▸ Stated goal 1: In the music blog post below, what did the writer call the track "One Thing" before learning its name?
BEGIN Text block
Saturday, January 29, 2005

"If drums stop - no good. Then come bass solo."

That's the puchline to a great joke.


My favorite disposable flavor-of-the-minute record: "One Thing" by Amerie. I guess it would be considered "modern r&b."

(I hate labels on anything except cans, bottles, and the occasional garment.)

Whatever genre-definition you use, this little diamond cuts clean. A nasty slab of overdriven, nearly-distorted drums with an afterthought guitar fill caught on the edge of the sample. It pumps its way into my heart with each spin. The vocal is the only melodic instrument for the first two-thirds of the track, and it makes me remember what the Ramones taught me (among others) - how exciting tension-and-release become in a song, when a bit was left for the listener to fill in with their own mind; when the best parts of the song are going on in your head. I cringe at the memory of so many over-arranged songs - every once in a while, a nice, clean, taut, stripped down record resets my musical odometer, and reminds me how simple a great track can be.

(Before I knew the name of this cut, I called it the turkey song, because I swear it sounds like she's singing "gobble, gobble, gobble" in the intro.)

So it's my "get up and dressed" record of the moment. Like any great disposable pop record, I'll probably have moved on from it by next week, but knowing me, it'll always have a place in my heart.

'Taint

Typical of me, I have zip in mind for what I will put up on here, but plenty of ideas as to what I won't.

This will be a polemic-free zone.
END Text block
BEGIN Records for the task
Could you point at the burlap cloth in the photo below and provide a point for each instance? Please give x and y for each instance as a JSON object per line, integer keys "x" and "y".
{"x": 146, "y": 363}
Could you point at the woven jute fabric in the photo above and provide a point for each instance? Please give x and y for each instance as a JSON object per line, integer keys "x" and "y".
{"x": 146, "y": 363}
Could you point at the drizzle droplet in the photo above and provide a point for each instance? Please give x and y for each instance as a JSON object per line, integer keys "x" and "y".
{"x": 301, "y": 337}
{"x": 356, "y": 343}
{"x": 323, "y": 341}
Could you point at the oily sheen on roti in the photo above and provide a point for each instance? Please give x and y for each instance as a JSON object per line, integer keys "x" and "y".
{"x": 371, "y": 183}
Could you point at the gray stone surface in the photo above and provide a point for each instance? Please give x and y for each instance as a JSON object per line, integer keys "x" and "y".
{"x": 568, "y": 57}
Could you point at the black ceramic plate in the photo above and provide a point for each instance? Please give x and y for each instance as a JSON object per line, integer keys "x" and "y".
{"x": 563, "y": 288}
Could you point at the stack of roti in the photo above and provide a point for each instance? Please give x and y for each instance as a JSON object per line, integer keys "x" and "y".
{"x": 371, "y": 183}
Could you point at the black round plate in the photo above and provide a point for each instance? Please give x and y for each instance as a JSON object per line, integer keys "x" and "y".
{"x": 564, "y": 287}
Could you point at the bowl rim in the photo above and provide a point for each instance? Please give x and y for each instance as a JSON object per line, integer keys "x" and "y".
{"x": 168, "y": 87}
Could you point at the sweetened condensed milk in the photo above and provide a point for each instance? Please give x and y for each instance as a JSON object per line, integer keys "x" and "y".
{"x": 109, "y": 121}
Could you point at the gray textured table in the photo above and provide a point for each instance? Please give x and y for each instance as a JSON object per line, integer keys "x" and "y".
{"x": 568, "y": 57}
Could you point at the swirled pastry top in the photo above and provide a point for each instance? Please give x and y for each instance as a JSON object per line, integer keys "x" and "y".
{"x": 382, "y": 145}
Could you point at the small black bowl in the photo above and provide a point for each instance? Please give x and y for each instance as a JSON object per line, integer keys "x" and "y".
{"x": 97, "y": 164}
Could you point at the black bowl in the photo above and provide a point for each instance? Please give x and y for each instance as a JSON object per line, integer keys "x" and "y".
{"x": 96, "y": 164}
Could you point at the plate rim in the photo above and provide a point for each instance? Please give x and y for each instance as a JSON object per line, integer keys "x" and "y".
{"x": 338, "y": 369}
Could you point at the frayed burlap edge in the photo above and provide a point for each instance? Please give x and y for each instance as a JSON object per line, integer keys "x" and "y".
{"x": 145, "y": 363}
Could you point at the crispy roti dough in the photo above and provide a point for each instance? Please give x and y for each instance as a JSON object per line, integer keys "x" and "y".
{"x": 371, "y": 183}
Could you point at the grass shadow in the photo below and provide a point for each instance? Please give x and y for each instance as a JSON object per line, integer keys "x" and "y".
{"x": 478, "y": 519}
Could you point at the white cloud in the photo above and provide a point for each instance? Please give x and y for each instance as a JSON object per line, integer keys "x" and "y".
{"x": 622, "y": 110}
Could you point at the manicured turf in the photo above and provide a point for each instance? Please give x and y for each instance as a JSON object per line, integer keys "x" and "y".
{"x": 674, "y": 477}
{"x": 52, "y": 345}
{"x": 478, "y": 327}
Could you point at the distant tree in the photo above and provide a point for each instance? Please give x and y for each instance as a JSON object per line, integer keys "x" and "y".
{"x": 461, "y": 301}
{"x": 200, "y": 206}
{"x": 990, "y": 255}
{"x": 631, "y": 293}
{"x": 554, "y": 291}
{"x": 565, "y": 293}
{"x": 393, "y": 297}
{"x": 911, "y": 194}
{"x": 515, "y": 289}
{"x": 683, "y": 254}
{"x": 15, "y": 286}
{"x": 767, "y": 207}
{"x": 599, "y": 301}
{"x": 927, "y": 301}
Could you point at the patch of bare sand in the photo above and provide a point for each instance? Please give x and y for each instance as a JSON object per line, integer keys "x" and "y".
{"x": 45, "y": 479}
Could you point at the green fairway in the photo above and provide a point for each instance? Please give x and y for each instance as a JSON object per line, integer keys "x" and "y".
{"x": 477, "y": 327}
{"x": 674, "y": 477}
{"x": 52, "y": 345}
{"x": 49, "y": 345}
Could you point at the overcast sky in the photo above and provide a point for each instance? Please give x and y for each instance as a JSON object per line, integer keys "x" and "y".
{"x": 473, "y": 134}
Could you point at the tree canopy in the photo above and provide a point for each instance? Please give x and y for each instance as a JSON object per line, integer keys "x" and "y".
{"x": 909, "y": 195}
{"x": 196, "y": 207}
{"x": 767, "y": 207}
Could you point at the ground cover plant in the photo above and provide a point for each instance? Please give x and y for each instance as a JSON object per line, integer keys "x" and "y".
END Records for the task
▸ Stated goal 2: Reproduce the records word for word, from the line containing "Could you point at the distant" through the last line of the records.

▸ Correct output 1: The turkey song.

▸ Correct output 2:
Could you point at the distant tree in the photo above and provide a point for each instance? Please give x and y for each instance as a JSON object per line, integer keys "x" and "y".
{"x": 461, "y": 301}
{"x": 200, "y": 206}
{"x": 990, "y": 255}
{"x": 631, "y": 293}
{"x": 554, "y": 291}
{"x": 565, "y": 293}
{"x": 393, "y": 297}
{"x": 911, "y": 194}
{"x": 515, "y": 289}
{"x": 683, "y": 254}
{"x": 15, "y": 286}
{"x": 767, "y": 207}
{"x": 599, "y": 301}
{"x": 927, "y": 301}
Could you point at the patch of bare sand in the photo above and provide a point for each instance? Please give x and y for each instance as a JSON object per line, integer keys "x" and "y".
{"x": 45, "y": 479}
Could you point at the green fairway in the photo above and provide a point for each instance? Please give x and y for each instance as a JSON object per line, integer keys "x" and "y".
{"x": 477, "y": 327}
{"x": 674, "y": 477}
{"x": 52, "y": 345}
{"x": 49, "y": 345}
Could you point at the overcast sky in the photo above and provide a point for each instance? Please give x and y for each instance as a JSON object per line, integer keys "x" and "y".
{"x": 473, "y": 134}
Could you point at the tree canopy in the photo above and provide a point for each instance? Please give x and y for each instance as a JSON object per line, integer keys "x" and "y".
{"x": 909, "y": 195}
{"x": 196, "y": 207}
{"x": 767, "y": 207}
Could you point at the ground cover plant in the photo above and provide a point for each instance? Please give x and y for each instance as a JSON object per line, integer keys "x" and "y".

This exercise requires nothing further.